WHAT IS EXPECTED: Skip the images and repeat every entry word for word.

RECORDS SHOWN:
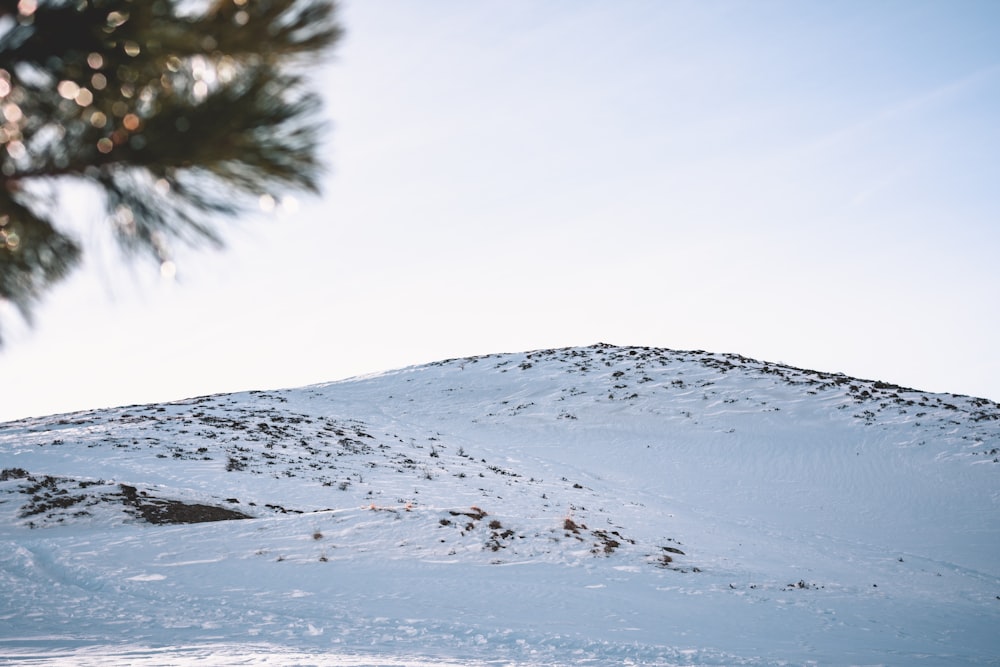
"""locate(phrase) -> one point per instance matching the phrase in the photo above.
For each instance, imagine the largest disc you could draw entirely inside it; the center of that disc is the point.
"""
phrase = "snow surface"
(585, 506)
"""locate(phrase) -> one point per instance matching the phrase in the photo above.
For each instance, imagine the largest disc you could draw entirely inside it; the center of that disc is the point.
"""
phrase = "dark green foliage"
(177, 111)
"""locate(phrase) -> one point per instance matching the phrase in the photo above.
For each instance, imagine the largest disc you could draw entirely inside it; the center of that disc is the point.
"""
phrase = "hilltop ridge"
(695, 485)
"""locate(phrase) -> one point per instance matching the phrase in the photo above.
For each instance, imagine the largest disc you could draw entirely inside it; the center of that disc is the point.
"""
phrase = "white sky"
(804, 182)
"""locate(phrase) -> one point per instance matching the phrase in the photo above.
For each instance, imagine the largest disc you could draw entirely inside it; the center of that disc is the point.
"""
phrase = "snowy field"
(584, 506)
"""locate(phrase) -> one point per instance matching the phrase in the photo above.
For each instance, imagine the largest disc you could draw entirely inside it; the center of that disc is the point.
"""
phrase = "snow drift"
(595, 505)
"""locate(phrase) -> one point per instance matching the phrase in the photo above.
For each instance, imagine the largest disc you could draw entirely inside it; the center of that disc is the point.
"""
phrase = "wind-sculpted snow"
(595, 505)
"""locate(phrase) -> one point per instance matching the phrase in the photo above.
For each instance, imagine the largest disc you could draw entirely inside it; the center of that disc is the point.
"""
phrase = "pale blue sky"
(814, 183)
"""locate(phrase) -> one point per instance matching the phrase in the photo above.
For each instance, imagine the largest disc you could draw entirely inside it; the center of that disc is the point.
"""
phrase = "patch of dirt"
(158, 511)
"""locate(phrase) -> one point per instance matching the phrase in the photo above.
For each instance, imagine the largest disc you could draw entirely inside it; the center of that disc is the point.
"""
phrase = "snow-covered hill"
(595, 505)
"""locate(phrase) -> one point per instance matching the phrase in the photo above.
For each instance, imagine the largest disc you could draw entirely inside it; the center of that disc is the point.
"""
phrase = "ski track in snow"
(595, 505)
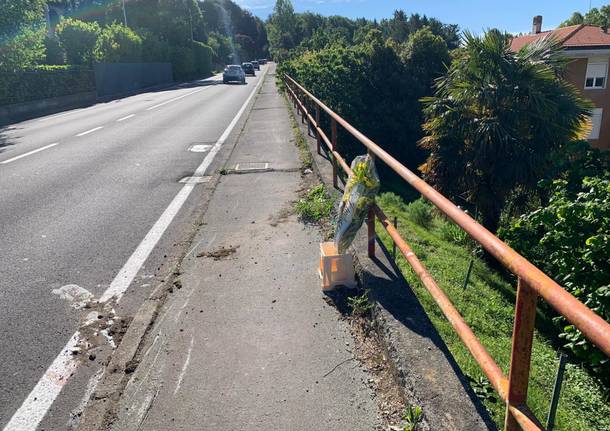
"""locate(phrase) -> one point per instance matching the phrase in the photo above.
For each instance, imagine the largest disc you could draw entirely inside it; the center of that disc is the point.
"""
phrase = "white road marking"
(52, 117)
(125, 118)
(38, 402)
(174, 99)
(199, 148)
(185, 365)
(29, 153)
(46, 390)
(95, 129)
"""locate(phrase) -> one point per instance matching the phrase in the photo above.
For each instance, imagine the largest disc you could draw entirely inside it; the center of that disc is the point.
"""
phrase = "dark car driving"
(248, 69)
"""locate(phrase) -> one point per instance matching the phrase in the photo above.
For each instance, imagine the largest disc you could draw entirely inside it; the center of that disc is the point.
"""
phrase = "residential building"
(588, 47)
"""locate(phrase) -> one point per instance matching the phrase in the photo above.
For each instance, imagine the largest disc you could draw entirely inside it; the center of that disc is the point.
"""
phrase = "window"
(597, 72)
(596, 122)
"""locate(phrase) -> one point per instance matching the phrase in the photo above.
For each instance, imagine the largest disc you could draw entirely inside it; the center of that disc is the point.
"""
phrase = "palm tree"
(496, 118)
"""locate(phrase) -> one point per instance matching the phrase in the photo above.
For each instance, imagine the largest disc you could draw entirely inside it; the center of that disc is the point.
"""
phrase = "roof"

RESPONSE TO THE EXERCISE:
"""locate(phrase) -> one point per instance matching the phrase in the photo above.
For each instance, imagine the largest disc you could draw entirely inside it; the center of that disc is the point.
"""
phrase = "snow surface"
(585, 506)
"""locate(phrase) -> one point per instance matching the phrase in the photo above.
For each instance, imagine the largest disc you could draw entirely inside it; the center of that disc is the point.
"""
phrase = "dark green foliage"
(177, 111)
"""locate(phrase) -> one point per instance matching the phrase in the photo above.
For each instance, imagine the largest disc you could draw entirely inside it; the center of that disc is the point.
"""
phrase = "hilltop ridge"
(695, 485)
"""locate(phrase) -> one point per instance matching the phrase in the photo above.
For each instance, imagine the largest disc you could draw entirely inside it; the center of that disc is the point.
"""
phrase = "white sky"
(804, 182)
"""locate(phrase) -> one point per instance matching the phrase in the photo above.
For each instance, imagine the largest disc you could draw entirely inside it; the center of that disc is the point.
"""
phrase = "snowy field"
(584, 506)
"""locate(phrase) -> one point per instance matching the phrase in the photo above.
For each instance, imagine the largest disc you could draw entirely inside it; the center of that disc is the point.
"""
phrase = "snow drift"
(595, 505)
"""locate(phrase) -> one point per instance matching the phrase in the photo above.
For each instance, imagine the largest disc you could draw entirely inside it; the center of that disc is the point.
"""
phrase = "wind-sculpted snow"
(595, 505)
"""locate(phrase) -> one point per instance matching the phrase in the photo above.
For each instance, imagine the largest disc you could draw entirely inside it; the center of that disc is the point.
"""
phrase = "pale blue sky"
(814, 183)
"""locate(phrase) -> one point per instance matching the phrase in the photo above.
For each instance, imagine the largest disc you could draw entirely inside it; the center of that disc is the point.
"""
phrase = "patch of dirt"
(158, 511)
"""locate(phrase) -> one point per instance matching the phrase in the photo above.
For each instance, imagine the largest disc you could draw entirely inside it; the center of that disc is the point.
"""
phrase = "snow-covered hill"
(595, 505)
"""locate(phrase) -> one point per instance matching the phrase in the photo above.
For each instance, imagine the largest disc you could draw entirely inside it; the center of that disc is the point.
"""
phrase = "ski track in snow"
(595, 505)
"""locate(phrase) -> one point per instance matching the phrase in the photo above.
For each instance, imagine the largest disc you could draw entirely inside it; the center of that disc is the point.
"""
phrase = "white road marking"
(52, 117)
(125, 118)
(38, 402)
(174, 99)
(199, 148)
(185, 365)
(29, 153)
(46, 390)
(95, 129)
"""locate(phrase) -> one point per instance matching the phrase in the photo above.
For each instance, imagine the largest disc you could draw entirely inside it; the center of that disc is the point.
"""
phrase = "dark car driving"
(248, 69)
"""locate(phrase) -> one point per instance matching the phrase in the photo above.
For each instance, imagine the largest disc you could draw entirely inside it; the center of that disc is the point.
"""
phrase = "residential building"
(588, 47)
"""locate(phrase) -> one point per instance matching the phrase in the photo above.
For each instance, imagine the largest disc you could draw entirely inside it; the center of that disc is the point.
"""
phrase = "window"
(597, 72)
(596, 122)
"""locate(phrase) -> one point per instance matching the phrase in the photo above.
For each instance, imagine the largest disc you could draw entirely inside it; the center of that disc is the point.
"""
phrase = "palm tree"
(496, 118)
"""locate(phrase) -> one point per instance matching the phrase in the photo above.
For each instance, imagine the largest disc you could draw entirely inside it; the center of that disc is the point.
"""
phrase = "roof"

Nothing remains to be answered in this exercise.